Problem requirements:
Count the lines in the records below that contain the word "hardwood", and reply with that number alone.

Provided data:
◆ ◆ ◆ ◆ ◆ ◆ ◆

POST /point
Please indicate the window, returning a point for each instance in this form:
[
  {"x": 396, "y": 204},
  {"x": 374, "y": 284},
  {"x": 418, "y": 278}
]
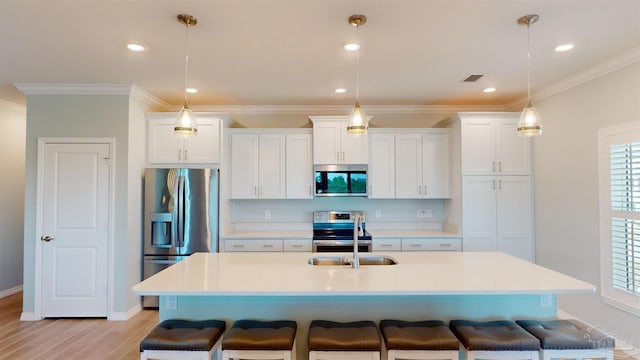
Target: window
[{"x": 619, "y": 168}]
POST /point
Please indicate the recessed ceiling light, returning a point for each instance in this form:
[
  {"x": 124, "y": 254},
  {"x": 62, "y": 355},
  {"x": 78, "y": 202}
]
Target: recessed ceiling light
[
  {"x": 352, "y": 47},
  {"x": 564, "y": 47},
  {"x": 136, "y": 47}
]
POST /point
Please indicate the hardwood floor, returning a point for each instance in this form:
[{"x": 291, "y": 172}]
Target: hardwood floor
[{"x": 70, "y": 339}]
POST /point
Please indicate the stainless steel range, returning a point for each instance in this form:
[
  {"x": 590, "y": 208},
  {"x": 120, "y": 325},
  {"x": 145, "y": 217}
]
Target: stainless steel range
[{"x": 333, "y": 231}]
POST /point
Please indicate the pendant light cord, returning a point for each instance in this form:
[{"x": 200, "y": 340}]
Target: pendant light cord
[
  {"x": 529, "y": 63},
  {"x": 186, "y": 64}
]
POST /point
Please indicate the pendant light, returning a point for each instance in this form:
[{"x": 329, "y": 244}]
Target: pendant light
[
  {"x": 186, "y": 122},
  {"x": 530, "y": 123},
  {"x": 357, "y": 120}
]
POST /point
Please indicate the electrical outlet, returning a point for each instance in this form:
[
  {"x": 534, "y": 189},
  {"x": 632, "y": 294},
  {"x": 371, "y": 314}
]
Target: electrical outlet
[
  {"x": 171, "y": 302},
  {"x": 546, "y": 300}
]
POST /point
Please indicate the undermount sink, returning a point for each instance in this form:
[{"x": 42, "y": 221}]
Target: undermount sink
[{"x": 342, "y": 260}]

◆ ◆ ◆ ◆ ◆ ◆ ◆

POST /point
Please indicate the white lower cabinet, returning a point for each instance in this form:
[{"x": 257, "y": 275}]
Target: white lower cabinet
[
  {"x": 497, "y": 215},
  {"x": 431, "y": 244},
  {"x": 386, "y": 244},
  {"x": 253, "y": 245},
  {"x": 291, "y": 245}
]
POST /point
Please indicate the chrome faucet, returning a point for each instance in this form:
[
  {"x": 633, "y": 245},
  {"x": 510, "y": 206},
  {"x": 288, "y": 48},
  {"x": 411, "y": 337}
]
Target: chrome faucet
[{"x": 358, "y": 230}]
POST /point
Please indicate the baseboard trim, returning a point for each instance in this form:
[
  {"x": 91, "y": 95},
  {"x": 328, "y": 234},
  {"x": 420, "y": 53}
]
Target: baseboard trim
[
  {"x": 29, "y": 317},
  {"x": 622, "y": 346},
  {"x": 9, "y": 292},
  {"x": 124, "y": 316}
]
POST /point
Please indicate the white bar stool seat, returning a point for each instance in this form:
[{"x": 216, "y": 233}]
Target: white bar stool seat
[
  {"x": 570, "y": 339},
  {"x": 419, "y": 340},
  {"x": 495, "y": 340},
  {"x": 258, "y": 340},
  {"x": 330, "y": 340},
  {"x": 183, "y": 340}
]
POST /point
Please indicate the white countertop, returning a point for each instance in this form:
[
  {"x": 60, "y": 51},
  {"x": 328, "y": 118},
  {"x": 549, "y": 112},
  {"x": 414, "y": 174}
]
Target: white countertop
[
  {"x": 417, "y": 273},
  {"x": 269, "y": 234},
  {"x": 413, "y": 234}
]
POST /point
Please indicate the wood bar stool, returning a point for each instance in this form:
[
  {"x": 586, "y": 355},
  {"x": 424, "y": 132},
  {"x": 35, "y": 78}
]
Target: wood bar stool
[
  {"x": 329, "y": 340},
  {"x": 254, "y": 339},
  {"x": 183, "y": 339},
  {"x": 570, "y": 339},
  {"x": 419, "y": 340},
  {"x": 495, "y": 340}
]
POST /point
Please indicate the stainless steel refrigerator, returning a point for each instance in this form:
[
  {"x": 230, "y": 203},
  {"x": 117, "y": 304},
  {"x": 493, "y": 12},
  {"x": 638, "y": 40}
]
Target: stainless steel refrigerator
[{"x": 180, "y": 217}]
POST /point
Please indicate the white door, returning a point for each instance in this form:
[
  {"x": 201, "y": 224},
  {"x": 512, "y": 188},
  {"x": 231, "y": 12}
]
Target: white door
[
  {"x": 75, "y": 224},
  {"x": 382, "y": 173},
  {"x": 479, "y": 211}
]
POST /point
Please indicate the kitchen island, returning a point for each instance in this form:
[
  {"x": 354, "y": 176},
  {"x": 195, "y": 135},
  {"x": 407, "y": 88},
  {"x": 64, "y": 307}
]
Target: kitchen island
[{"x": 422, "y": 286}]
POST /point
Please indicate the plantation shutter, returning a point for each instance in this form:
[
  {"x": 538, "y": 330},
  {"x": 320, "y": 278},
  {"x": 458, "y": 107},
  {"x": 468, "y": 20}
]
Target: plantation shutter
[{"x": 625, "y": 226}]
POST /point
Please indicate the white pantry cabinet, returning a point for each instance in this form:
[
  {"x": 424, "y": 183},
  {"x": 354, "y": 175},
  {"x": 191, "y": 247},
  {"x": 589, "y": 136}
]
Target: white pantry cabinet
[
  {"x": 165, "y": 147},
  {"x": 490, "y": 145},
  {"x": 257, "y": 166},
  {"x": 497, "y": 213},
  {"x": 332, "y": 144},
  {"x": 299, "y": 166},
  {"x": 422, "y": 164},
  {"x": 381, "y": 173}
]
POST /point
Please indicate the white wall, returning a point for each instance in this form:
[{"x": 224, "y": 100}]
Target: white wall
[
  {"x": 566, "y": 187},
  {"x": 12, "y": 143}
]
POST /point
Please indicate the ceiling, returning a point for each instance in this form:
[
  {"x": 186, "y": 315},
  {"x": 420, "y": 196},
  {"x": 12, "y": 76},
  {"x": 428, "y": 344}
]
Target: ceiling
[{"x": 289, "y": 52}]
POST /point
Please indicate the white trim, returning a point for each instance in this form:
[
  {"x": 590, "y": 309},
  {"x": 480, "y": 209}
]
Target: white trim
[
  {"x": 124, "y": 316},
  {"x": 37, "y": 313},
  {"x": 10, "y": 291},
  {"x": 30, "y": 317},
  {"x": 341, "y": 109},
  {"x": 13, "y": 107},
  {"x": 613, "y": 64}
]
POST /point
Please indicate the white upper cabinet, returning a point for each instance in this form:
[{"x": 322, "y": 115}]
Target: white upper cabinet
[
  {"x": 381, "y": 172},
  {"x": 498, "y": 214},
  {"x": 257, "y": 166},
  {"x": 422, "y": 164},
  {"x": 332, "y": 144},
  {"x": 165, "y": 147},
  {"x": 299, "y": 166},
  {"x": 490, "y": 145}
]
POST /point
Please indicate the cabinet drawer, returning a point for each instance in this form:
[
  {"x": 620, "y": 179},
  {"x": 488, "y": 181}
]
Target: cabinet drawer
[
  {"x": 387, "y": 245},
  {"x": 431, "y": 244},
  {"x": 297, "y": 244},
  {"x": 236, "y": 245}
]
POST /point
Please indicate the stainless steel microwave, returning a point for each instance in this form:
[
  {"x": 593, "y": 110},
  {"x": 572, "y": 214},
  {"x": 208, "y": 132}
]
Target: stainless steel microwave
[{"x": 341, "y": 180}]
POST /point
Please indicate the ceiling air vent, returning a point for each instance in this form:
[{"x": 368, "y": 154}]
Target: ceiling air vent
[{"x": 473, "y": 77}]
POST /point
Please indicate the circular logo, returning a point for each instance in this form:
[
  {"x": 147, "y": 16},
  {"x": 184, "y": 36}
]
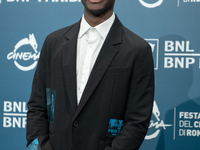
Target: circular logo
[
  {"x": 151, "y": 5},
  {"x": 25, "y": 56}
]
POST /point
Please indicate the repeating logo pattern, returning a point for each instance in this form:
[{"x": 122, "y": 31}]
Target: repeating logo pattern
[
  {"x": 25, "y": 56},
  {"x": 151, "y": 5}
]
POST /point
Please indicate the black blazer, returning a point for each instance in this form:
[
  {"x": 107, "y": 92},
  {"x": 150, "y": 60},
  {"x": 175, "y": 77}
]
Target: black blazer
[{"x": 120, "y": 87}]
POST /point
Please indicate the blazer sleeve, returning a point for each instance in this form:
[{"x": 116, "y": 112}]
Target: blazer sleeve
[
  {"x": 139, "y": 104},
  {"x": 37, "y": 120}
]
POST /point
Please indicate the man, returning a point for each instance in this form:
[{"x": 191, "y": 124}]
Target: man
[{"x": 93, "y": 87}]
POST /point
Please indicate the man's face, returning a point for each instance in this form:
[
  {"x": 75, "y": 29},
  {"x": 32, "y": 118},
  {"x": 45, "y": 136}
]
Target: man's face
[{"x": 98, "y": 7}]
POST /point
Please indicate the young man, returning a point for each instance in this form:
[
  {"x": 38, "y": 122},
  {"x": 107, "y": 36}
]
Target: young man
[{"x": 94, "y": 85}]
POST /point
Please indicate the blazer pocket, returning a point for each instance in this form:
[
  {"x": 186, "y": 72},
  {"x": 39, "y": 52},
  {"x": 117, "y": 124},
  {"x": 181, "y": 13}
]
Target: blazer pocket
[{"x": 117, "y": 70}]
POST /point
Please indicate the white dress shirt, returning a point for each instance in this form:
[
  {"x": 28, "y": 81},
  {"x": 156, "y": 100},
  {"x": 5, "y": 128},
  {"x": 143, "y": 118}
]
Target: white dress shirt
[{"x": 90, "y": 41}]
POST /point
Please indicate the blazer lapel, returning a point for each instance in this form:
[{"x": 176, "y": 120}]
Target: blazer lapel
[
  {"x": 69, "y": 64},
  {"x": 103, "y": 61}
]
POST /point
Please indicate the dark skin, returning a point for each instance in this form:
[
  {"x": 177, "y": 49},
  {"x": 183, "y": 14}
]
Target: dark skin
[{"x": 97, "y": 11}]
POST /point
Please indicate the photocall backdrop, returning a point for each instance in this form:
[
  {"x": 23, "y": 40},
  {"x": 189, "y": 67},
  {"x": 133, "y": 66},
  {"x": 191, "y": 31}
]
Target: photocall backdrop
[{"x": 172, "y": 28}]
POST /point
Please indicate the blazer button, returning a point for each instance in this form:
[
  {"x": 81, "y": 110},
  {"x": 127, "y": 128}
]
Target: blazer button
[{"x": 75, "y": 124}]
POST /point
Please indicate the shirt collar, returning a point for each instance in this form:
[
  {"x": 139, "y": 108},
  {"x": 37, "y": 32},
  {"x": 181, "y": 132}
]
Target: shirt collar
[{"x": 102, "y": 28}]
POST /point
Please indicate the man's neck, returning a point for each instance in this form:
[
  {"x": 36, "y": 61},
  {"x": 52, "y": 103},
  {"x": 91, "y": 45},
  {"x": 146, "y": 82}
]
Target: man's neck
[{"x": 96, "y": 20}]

◆ ◆ ◆ ◆ ◆ ◆ ◆

Task answer:
2